_Set of tasks_:
1 – In the account of installing cement board siding, what did the author pack into the gap at the bottom to keep bees from nesting there?
2 – Resume the account of the cement board siding installation, continuing on from its last sentence.

_Selected excerpt_:
* * *

June 26-July 12: My crew was impressed with how sturdy and how easy it was to work with the cement board siding I ordered through my local lumber yard. My design called for lap siding on the garage and as a “skirt” to wrap the base of the house. I chose James Hardie’s extra-thick “Artisan” series in a 7 inch reveal with smooth texture for its strong character and robust shadow lines.
The crew did a great job planning the joints to reduce visual distraction and material waste. Installer-friendly features include an integral tongue & groove for a tight butt joint and excellent rain-shedding ability. The boards are nailed “blind” and “off stud” to avoid tear-out at vulnerable edges. Alignment is a sure thing with a galvanized steel “joiner” from Simplicity Tools placed under each joint. Corners are finished with another steel accessory, for a look reminiscent of a mid-century rancher. However, the installation left a worrisome gap at the bottom, a place bees might like to nest. I made the hole inhospitable by packing it with inexpensive stainless steel “scrubbies”. A rough-sawn cedar sill caps off the skirt.
Fiber cement sidings “green” credentials are debatable. It’s mostly cement, with cellulose fiber added as a binder. Mixed in, but not disclosed on the packaging or the Safety Data Sheet, are James Hardie’s proprietary ingredients. Cement is simply crushed rock—abundant and benign. But processing it and forming it into something you can nail onto your house burns up a lot of fossil fuels. It’s estimated that cement plants account for 5% of the global emissions of carbon dioxide, the main cause of global warming.
To their credit, James Hardie claims that 75% of the products raw materials are locally sourced, including the portland cement, cellulose pulp, sand, and water. These raw materials are low in toxicity, and the siding poses no health concerns in ordinary handling. However when cut, drilled, or crushed the dust is an inhalation hazard. My crew used a proprietary James Hardie saw blade designed to minimize dust and set up outside, away from people and buildings.

* * *

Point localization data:
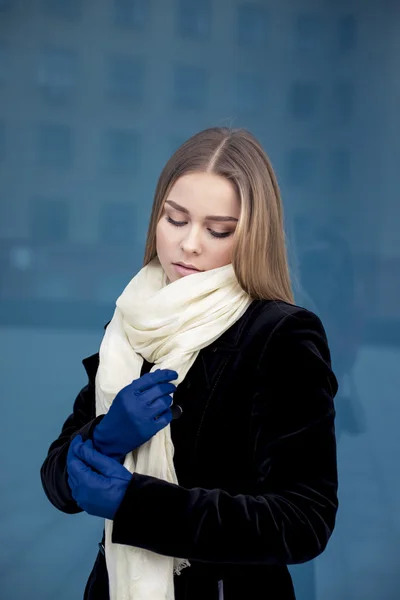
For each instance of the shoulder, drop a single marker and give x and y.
(276, 317)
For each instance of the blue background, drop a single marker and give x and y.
(94, 97)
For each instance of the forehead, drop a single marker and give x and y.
(205, 193)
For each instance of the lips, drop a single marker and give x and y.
(184, 270)
(191, 267)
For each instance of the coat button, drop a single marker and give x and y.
(176, 411)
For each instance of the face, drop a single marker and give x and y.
(196, 228)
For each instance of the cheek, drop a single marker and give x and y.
(222, 255)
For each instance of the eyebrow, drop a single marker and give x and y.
(207, 218)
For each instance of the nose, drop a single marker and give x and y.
(190, 242)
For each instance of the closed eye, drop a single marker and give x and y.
(216, 234)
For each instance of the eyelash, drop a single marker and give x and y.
(213, 233)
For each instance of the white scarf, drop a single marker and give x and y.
(167, 324)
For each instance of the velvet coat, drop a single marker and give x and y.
(255, 457)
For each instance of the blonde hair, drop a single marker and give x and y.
(259, 256)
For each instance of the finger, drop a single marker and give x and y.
(150, 379)
(163, 419)
(157, 391)
(106, 466)
(159, 406)
(77, 468)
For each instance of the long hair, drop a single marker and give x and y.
(259, 256)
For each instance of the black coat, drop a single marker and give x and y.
(255, 457)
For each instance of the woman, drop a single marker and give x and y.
(212, 496)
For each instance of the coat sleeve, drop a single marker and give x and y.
(54, 469)
(291, 517)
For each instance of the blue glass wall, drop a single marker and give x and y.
(94, 97)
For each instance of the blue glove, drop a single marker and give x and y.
(98, 483)
(139, 411)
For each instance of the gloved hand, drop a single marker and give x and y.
(139, 411)
(98, 483)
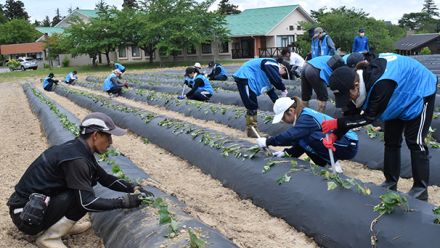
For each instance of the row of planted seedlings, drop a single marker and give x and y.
(220, 96)
(161, 222)
(335, 210)
(370, 141)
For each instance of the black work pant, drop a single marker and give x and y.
(200, 96)
(62, 205)
(115, 90)
(248, 97)
(311, 81)
(415, 131)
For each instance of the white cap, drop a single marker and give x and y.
(280, 106)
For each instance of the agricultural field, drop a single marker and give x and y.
(214, 187)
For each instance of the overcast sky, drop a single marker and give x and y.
(391, 10)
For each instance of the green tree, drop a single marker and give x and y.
(130, 4)
(226, 8)
(18, 31)
(46, 22)
(57, 18)
(342, 25)
(15, 10)
(56, 44)
(430, 8)
(81, 39)
(3, 18)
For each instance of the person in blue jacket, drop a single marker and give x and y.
(322, 43)
(399, 91)
(256, 77)
(201, 89)
(71, 78)
(316, 73)
(218, 72)
(305, 135)
(119, 67)
(360, 43)
(113, 85)
(48, 82)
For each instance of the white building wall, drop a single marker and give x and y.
(283, 29)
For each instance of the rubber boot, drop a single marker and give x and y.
(79, 228)
(391, 168)
(321, 106)
(420, 171)
(251, 121)
(51, 238)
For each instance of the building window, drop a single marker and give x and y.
(135, 52)
(122, 51)
(224, 47)
(191, 49)
(206, 48)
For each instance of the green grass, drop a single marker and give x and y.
(61, 72)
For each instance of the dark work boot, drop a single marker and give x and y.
(391, 168)
(420, 170)
(251, 121)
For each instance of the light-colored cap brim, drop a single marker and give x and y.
(277, 118)
(117, 131)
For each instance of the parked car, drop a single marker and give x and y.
(27, 63)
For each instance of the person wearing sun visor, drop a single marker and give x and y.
(57, 189)
(305, 135)
(399, 91)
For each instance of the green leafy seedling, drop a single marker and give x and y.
(194, 241)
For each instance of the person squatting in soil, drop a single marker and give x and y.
(201, 89)
(256, 77)
(399, 91)
(57, 189)
(113, 85)
(48, 82)
(315, 77)
(71, 78)
(305, 135)
(217, 71)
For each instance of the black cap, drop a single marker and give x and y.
(354, 58)
(341, 81)
(189, 70)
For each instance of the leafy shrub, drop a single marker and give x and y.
(425, 51)
(13, 64)
(66, 62)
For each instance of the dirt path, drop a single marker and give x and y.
(240, 220)
(351, 169)
(22, 141)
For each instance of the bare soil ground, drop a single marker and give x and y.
(351, 169)
(241, 221)
(22, 141)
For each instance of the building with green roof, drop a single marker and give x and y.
(262, 32)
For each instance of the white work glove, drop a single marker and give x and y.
(279, 154)
(261, 142)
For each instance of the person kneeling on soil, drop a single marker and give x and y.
(71, 78)
(218, 72)
(113, 85)
(399, 91)
(49, 81)
(201, 89)
(305, 136)
(256, 77)
(57, 189)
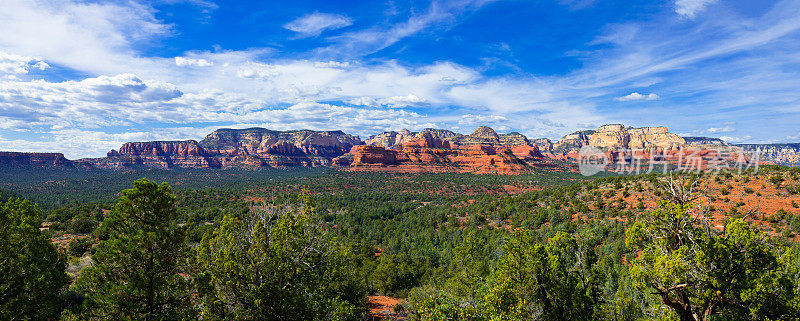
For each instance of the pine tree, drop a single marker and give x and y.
(137, 270)
(31, 270)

* * *

_Responses to the tasks_:
1 – Inexpensive stainless steel "scrubbies."

2 –
Like most manufacturers, James Hardie is cagey about disposal. Their Saftey Data Sheet says to dispose of in a “secure landfill, or in a way that won’t expose others to dust”. I talked with a representative, and in the end decided to toss my cut-offs on site. They’ll be fill for the driveway, displacing the amount of gravel to be hauled in.Using a high embodied-energy material can be justified if you don’t use much of it and you design for a long service life. I can’t predict what a future owner might do, but here’s what I can do:
- Build a small house with deep overhangs.
- Provide gutters to keep rain away and/or prevent splash-back at grade (more on this in a future blog post).
- Install with care and maintain caulk joints and paint finish.
- Eliminate trees or large shrubs next to the house that cast shade and block air movement (both slow drying and encourage mold, mildew, and pests).
- Minimize waste by ordering accurately and plan the layout for minimal cut-offs.
I love to paint. Sure it can be messy and a pain, but in the category of work I find it enjoyable. Most James Hardie products come with a factory finish, but in the thickness and width I chose it only came primed. That gave me the chance to pick my own hue and to try out a best-in-class eco-friendly paint.
I chose ECOS Paints in a matte gray, and it went on smoothly. Coverage was good, though there was some objectionable odor. Clean up was a breeze. Life expectancy is 15-20 years.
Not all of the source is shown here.